DATA PROVIDED:
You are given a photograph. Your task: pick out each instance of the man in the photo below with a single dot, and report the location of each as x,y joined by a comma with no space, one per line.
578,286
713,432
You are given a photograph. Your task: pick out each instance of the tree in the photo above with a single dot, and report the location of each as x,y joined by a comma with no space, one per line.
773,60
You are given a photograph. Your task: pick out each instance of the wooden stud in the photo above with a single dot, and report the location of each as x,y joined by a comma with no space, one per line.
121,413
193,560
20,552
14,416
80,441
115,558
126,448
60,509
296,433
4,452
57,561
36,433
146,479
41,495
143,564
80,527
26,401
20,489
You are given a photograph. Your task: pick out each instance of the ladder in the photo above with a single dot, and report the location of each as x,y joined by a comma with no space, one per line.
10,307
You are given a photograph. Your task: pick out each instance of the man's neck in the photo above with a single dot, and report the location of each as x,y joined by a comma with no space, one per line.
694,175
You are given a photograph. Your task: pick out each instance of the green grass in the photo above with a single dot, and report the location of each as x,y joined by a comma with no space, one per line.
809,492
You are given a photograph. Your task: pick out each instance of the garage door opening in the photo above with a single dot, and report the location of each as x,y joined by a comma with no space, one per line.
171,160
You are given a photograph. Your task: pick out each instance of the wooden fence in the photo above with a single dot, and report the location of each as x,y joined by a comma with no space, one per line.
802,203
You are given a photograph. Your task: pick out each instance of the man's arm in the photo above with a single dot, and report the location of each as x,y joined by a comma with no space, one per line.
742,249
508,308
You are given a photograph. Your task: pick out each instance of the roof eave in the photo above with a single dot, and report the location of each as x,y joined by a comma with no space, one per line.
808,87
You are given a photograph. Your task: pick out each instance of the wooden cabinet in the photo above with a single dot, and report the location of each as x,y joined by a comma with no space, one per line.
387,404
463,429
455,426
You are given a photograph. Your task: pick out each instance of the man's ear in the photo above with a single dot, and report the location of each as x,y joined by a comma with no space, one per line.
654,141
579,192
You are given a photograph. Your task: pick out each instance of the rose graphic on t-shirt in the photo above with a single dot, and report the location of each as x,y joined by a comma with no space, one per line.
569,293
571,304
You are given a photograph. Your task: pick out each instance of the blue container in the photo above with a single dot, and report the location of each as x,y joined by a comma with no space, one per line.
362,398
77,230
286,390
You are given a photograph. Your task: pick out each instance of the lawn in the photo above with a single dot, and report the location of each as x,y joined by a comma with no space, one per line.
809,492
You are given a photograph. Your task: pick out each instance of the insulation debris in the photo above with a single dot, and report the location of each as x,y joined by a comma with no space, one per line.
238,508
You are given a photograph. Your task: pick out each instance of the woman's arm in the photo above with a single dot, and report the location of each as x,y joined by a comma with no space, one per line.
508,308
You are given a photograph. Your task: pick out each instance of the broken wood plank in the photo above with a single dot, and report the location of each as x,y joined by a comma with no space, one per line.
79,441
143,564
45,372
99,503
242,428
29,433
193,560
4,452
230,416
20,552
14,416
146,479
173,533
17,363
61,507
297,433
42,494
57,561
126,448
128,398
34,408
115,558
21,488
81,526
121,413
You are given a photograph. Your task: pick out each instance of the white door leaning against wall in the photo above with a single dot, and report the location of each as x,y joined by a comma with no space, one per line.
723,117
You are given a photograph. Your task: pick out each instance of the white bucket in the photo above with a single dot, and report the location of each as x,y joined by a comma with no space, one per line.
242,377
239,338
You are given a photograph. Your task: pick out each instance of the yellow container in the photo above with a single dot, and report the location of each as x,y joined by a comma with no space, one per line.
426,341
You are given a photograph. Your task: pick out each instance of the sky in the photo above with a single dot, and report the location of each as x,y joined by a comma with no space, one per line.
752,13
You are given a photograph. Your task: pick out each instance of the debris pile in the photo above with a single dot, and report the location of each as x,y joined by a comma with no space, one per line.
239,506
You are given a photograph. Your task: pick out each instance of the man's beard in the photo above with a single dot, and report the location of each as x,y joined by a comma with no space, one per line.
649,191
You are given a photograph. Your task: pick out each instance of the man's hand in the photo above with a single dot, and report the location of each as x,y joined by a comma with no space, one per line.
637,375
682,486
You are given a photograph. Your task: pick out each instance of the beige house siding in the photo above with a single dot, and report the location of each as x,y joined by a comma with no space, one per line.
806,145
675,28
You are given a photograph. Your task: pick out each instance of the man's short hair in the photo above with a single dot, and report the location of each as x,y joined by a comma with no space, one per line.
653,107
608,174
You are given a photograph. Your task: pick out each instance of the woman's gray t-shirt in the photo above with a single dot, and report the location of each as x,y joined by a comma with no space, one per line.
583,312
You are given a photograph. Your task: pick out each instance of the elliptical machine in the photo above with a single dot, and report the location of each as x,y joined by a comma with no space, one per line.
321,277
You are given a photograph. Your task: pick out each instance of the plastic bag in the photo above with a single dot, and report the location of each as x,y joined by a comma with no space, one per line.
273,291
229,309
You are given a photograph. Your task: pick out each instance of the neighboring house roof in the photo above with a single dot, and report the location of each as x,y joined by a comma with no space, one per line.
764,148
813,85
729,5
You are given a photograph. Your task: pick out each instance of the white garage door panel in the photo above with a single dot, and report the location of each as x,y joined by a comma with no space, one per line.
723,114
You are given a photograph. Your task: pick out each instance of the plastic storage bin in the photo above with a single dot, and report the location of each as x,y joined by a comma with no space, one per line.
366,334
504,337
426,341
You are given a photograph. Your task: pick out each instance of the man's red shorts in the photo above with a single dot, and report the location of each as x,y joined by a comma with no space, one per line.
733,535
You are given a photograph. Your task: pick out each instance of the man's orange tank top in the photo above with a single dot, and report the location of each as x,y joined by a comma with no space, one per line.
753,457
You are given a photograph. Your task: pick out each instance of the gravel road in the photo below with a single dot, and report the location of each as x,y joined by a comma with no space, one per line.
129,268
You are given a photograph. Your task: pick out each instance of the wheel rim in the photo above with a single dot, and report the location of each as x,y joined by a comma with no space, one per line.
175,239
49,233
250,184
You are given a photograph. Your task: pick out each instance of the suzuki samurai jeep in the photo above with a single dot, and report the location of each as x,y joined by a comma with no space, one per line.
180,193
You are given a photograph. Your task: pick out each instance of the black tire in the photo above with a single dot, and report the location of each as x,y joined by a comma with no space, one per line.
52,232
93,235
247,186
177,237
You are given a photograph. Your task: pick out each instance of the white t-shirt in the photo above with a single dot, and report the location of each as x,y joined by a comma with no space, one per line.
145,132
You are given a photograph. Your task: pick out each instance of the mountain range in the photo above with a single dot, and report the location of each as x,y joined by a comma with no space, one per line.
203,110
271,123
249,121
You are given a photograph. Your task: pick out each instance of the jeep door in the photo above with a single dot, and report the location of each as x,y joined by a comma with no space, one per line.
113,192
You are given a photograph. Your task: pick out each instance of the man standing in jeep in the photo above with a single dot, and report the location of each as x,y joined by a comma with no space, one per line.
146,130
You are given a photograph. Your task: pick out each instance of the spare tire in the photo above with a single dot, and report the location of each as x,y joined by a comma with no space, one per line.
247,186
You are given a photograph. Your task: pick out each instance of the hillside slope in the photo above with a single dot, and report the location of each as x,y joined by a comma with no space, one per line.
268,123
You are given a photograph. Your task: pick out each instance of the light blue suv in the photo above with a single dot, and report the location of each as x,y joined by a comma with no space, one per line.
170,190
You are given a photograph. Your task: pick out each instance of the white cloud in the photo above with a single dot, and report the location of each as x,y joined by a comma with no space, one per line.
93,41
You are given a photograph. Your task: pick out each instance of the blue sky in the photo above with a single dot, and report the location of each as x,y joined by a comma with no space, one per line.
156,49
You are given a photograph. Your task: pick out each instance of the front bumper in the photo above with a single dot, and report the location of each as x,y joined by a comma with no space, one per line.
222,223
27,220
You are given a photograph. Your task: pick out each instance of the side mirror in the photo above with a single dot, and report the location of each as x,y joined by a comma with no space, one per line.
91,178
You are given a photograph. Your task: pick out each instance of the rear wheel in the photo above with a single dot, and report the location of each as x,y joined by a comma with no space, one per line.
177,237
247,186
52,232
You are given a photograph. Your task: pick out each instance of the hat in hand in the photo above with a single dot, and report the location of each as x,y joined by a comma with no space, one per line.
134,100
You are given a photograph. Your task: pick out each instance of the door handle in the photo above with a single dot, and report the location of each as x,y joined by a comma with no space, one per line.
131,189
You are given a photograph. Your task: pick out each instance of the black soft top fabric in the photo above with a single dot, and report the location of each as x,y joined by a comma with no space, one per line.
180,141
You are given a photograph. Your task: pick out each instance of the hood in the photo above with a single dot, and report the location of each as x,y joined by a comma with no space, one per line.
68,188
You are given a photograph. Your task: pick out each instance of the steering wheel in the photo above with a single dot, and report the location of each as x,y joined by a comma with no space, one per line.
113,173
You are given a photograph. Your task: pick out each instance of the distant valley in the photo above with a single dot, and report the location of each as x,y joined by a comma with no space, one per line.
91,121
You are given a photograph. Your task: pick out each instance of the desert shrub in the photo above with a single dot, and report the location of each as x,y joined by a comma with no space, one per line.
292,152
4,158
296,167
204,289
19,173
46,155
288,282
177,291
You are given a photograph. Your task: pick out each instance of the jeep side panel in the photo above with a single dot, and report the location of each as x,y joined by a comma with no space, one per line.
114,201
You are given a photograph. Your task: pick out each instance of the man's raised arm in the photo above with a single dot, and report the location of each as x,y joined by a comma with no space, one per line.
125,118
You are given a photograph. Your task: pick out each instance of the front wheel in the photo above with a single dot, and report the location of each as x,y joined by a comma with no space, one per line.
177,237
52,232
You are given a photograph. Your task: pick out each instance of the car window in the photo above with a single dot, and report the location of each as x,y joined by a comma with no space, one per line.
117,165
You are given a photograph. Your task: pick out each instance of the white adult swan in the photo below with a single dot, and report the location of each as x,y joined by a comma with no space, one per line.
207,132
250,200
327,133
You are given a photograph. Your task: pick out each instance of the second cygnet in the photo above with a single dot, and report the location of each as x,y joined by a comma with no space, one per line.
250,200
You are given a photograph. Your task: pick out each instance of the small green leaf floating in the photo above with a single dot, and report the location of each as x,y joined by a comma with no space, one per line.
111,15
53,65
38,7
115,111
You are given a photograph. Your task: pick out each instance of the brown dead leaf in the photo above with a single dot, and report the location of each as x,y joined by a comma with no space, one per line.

YOUR INSTRUCTIONS:
Repeat only the lines from the one holding "of the desert" through the last line of the data.

EXERCISE OUTPUT:
You are given a photograph. Your task: pick out each instance of the desert shrub in the photo above with a single dot, and report the location of each as x,y joined by a comma with no space, one per line.
292,152
4,158
296,167
204,289
19,173
46,155
288,282
177,291
You are given a photograph. Your task: pick out each instance of the jeep side panel in the photo above with a single dot, and report the location of each as x,y joined by a comma with no space, one per line.
114,201
You are given a photograph. Your task: pick out each instance of the man's raised arm in the photo above with a single dot, and report the location of each as x,y joined by a comma with no space, one per line.
125,118
You are given a photograph. Your task: pick out each instance of the front wheel in the photo above with a single dot, and report the location of each as x,y joined by a comma with no space, one per line.
177,237
52,232
You are given a photograph. Your task: pick out each instance of the car window in the photo above with a single dot, and report the location of each as x,y joined by a comma with no space, one per line.
117,165
You are given a photograph. Your task: pick out each instance of the white adult swan in the photo below with a single dot, and report the location of each as x,y joined by a comma with no space, one per line.
207,132
250,200
327,133
You are given a photograph. Your task: pick out each instance of the second cygnet in the photo above with a single dot, and report the location of each as x,y joined by a comma with no space, one per line.
250,200
You are given a photograph. Your task: pick out each instance of the small green leaf floating in the photo above with a single dot, and report the location of each as x,y joined by a comma with no space, one per line.
111,15
53,65
38,7
115,111
You are given a photograph. Your task: pick out each instance of the brown dead leaf in the photo above with a single dot, and report the location of each as x,y joined by a comma with no space, one per line.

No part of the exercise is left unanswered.